= Excerpt =
_ _ _ _ _ _ _

What most of us knew--or at the very least suspected fairly strongly--was that Mr. Case abused his children, terrified his wife and was a complete and total bully.  I could have used a stronger word there.  It actually came into my head.

Every week this guy would stand up in church proclaiming what an awesome Christian he was---he would pray loudly and incessantly during the prayer meetings of our church--he would condemn everyone who wasn't fundamentalist and Baptist to the depths of an eternal, fiery Hell.

But there was no evidence to back up his claims.

According to Mr. Case and most of the people we hung out with back then---my grandfather was one of the sinners who would roast in Hell simply because he didn't walk around spouting off about his faith.

I remember as a little kid actually weeping in my room as I thought about my grandfather going to hell.

Not much has changed in Christian culture, sadly.

There are far too many people who believe that the only thing that saves you from the fiery pits of Hell is when you say you believe.

They are rowing with one oar.

But what happens when you only row with the other oar?

You get something like this...

To the left is my man Mr. Case--and virtually most of what we might refer to as "evangelical" Christians in our culture.  

But to the right is the Christian who chooses to row only with the "Works" or "What We Do" oar.  In this scenario, all of Christianity comes down to what we do, and not what has been done by Jesus.     

For those that believe that their salvation is inextricably connected to their works, their life can become an endless cycle of ritual, duty, obligation, and often drudgery.  When the good you do in the world is done because you feel like you have to--it's hard to feel any joy about it.  

I have had painful conversations with people who have lived this way--rowing with the Oar of Works their whole life.  They find they know very little about the Bible and even less about the love of Christ.  They go to church, give a little money, volunteer for mission events on occasion, and do all of these things because it's what you are supposed to do---what they've always done.  

There is no joy...  No passion...  No glow on their face...  

James, the brother of Jesus knew all about this struggle.  In fact, he wrote about it in his letter to some first century Christians who were struggling to figure out which oar to use in their own boat.  

Let's do some reading in James chapter 2 verses 14-26
14 What good is it, my brothers and sisters, if someone claims to have faith but has no deeds? Can such faith save them? 15 Suppose a brother or a sister is without clothes and daily food. 16 If one of you says to them, “Go in peace; keep warm and well fed,” but does nothing about their physical needs, what good is it? 17 In the same way, faith by itself, if it is not accompanied by action, is dead.
James begins strong with a statement that he'll actually use to round out his argument...  I'll give you a literal translation of the verse 17: "Faith by itself, that does not involve actions is a dead corpse."   He doesn't mince words, does he?
18 But someone will say, “You have faith; I have deeds.” Show me your faith without deeds, and I will show you my faith by my deeds. 19 You believe that there is one God. Good! Even the demons believe that—and shudder.
Then James has an imaginary conversation with someone about this issue.  He throws a little head knowledge vs. heart knowledge discussion into the mix, too.  It's like he's saying, "You give God your intellectual assent? Awesome.  You deign to give God a nod by saying that you believe in Him? Good for you!  Even the demons do that, so... well done champ."

_ _ _ _ _ _ _

= Information supplied =
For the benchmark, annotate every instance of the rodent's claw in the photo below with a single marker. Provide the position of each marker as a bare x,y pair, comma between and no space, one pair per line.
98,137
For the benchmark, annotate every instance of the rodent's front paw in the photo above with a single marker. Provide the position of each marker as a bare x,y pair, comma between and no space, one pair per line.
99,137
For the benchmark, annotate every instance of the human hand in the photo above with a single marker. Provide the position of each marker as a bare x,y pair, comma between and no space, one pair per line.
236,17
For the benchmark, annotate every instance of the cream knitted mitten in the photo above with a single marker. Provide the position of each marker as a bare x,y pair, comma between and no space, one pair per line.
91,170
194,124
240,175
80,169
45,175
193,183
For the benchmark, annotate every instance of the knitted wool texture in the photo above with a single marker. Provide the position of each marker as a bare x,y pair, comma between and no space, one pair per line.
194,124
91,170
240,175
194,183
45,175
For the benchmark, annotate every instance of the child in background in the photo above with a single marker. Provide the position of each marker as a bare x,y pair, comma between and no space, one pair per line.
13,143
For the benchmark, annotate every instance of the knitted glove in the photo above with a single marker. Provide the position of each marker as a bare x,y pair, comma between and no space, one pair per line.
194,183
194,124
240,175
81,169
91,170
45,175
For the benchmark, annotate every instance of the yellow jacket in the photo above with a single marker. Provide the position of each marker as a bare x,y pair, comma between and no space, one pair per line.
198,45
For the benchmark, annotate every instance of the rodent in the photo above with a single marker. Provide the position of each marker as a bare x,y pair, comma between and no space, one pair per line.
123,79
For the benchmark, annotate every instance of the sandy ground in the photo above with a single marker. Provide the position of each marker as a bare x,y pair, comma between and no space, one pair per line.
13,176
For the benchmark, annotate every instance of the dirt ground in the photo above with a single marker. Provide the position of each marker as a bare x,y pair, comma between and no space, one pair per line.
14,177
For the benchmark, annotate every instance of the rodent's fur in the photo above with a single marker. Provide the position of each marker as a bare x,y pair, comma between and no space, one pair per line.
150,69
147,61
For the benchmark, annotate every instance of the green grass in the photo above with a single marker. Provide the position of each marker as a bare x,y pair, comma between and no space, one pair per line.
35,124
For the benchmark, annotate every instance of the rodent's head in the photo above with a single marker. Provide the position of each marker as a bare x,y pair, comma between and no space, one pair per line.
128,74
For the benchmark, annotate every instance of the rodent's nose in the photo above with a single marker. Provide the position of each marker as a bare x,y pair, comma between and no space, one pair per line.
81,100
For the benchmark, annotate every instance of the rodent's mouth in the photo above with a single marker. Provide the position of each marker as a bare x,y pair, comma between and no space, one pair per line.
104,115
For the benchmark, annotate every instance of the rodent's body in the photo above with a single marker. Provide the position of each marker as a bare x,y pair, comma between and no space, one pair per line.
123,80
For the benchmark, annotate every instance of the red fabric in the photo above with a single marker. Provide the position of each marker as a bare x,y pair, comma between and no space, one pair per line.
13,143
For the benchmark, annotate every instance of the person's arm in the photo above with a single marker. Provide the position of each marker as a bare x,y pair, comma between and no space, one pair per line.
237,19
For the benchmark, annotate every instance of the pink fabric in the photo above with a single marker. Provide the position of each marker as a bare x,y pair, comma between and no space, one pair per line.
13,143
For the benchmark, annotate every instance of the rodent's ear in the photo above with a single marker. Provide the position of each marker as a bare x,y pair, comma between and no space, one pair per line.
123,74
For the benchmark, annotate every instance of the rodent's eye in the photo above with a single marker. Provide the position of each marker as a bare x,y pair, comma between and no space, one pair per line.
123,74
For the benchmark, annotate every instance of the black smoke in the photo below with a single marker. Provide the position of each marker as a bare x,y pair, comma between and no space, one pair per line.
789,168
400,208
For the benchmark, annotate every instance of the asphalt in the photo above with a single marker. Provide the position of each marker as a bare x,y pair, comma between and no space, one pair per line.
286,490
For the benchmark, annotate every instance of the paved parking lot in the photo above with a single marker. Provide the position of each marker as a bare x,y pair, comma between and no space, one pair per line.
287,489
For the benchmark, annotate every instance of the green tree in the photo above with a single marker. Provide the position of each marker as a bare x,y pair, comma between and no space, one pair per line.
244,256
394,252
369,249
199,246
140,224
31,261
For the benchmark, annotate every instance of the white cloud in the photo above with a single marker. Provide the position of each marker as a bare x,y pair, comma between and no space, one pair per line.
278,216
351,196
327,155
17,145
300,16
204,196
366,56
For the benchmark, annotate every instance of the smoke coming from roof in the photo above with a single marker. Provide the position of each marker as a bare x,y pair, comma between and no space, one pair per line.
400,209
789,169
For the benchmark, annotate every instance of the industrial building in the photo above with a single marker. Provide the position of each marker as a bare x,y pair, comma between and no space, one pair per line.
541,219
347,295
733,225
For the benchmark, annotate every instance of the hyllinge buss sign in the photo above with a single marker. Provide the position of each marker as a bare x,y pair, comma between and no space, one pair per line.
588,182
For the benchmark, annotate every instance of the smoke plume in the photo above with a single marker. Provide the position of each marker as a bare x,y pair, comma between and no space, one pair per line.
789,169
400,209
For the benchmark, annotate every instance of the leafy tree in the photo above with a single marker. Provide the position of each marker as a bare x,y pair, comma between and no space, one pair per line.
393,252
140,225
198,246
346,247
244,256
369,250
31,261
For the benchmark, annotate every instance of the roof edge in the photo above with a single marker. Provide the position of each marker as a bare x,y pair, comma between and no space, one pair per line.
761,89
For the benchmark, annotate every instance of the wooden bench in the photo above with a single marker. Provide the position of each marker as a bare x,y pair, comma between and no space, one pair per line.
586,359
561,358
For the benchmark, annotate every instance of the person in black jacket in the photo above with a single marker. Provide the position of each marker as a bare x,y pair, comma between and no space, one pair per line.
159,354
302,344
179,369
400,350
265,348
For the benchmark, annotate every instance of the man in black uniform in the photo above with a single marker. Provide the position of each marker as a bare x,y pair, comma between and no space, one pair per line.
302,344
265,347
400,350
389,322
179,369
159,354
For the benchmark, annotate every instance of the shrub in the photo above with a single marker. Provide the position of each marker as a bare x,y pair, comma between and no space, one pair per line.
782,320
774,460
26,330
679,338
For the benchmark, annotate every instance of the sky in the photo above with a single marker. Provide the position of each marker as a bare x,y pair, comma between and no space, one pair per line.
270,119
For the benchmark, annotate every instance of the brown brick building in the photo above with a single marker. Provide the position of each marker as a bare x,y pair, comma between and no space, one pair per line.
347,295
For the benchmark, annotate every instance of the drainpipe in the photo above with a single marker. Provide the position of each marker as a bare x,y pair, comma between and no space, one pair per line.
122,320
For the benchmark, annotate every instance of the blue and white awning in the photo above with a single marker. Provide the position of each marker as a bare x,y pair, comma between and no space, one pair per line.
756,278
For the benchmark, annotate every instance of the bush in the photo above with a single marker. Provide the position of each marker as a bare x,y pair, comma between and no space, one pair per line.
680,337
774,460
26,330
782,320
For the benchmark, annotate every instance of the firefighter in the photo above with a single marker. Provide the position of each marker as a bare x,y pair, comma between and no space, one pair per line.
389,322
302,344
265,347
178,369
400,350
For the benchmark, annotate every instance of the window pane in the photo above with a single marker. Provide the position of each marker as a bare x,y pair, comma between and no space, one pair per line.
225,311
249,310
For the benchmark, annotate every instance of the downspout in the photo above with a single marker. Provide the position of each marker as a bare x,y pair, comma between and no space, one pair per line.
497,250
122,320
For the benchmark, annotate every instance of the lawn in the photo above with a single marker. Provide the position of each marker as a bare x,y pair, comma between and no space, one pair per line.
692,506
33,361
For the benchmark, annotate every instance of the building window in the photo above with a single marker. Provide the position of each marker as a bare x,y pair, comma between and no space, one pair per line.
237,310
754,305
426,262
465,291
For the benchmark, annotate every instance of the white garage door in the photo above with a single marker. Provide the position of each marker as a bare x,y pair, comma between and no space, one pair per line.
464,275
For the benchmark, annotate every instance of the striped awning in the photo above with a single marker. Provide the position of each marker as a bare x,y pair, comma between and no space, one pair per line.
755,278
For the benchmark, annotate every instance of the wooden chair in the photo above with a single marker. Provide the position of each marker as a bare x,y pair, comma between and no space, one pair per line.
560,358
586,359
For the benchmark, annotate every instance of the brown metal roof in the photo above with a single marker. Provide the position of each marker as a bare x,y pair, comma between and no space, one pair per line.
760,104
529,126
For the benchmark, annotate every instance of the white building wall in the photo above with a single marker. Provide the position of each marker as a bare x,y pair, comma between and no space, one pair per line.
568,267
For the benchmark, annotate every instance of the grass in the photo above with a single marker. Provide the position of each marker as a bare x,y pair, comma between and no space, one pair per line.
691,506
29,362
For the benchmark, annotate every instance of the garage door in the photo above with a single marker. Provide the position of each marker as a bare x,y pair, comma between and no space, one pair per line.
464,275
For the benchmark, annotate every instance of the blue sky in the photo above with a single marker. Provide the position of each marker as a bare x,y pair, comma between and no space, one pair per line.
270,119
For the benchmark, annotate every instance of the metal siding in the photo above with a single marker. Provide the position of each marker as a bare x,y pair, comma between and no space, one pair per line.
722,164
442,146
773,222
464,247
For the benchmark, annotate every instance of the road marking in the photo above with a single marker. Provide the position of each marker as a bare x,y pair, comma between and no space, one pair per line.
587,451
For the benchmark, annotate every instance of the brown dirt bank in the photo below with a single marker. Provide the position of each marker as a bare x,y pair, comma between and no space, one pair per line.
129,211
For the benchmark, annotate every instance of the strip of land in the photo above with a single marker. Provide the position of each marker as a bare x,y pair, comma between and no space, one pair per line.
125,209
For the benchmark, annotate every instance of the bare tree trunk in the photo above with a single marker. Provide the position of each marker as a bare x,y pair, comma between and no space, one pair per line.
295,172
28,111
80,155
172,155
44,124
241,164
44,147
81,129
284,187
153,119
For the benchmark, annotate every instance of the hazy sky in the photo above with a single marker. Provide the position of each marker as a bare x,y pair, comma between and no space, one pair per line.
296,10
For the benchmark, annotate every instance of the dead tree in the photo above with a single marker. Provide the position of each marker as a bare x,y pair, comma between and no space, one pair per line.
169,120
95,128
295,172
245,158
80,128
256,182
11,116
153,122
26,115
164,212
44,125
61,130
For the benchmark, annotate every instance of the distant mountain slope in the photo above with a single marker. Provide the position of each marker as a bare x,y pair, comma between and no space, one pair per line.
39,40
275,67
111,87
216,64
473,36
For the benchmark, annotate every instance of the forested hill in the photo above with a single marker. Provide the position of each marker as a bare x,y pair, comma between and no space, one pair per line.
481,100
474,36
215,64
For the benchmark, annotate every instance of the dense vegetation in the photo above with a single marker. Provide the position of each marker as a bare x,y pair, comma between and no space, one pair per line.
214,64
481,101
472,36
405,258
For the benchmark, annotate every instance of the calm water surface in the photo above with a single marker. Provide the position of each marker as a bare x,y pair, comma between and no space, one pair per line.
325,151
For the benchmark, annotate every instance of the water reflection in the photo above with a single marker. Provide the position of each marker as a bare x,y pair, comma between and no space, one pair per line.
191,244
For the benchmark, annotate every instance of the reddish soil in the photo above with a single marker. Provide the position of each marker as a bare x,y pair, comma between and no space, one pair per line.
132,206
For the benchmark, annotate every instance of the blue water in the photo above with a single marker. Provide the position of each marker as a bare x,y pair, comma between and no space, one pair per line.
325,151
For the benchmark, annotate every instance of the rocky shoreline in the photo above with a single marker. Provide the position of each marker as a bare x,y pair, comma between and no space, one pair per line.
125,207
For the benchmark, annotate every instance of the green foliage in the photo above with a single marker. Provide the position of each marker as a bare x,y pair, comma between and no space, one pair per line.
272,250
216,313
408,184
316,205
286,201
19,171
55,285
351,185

_ _ _ _ _ _ _

= Problems and tasks =
A – Which chapter and verses of James does the excerpt on faith and works read?
B – Reproduce the passage of the excerpt on faith and works from "Every week this" up to and including "Christian culture, sadly.".
The records were taken from a separate source.

= Solutions below =
A – James chapter 2, verses 14 through 26.

B –
Every week this guy would stand up in church proclaiming what an awesome Christian he was---he would pray loudly and incessantly during the prayer meetings of our church--he would condemn everyone who wasn't fundamentalist and Baptist to the depths of an eternal, fiery Hell.

But there was no evidence to back up his claims.

According to Mr. Case and most of the people we hung out with back then---my grandfather was one of the sinners who would roast in Hell simply because he didn't walk around spouting off about his faith.

I remember as a little kid actually weeping in my room as I thought about my grandfather going to hell.

Not much has changed in Christian culture, sadly.